DIRECTIONS FOR THIS TASK: Report how many lines of the records below contain the string "xmlns", treating uppercase and lowercase as different. Give only the number.

EXTRACTED INFORMATION:

----

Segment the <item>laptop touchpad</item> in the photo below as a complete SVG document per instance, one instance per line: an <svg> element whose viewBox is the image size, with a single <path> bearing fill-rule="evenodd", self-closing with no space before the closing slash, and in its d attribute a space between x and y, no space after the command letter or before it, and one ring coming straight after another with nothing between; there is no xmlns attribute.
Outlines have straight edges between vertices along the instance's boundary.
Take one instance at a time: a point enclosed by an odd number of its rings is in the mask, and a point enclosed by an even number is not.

----

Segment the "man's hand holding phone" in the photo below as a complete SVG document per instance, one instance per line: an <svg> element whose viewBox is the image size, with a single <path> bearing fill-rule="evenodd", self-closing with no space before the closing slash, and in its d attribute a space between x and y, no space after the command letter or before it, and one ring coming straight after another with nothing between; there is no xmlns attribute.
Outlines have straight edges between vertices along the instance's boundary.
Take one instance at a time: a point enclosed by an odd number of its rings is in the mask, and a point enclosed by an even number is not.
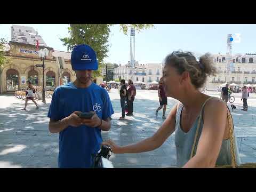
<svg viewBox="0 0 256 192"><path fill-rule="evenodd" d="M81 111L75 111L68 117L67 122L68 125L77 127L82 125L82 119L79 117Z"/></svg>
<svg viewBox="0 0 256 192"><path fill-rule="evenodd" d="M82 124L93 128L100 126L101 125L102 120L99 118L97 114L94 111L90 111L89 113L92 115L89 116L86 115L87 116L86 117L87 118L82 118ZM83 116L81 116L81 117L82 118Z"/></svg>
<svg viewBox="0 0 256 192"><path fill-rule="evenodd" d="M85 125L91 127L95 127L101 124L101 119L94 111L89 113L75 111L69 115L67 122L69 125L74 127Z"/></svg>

----

WRITTEN ANSWER: 2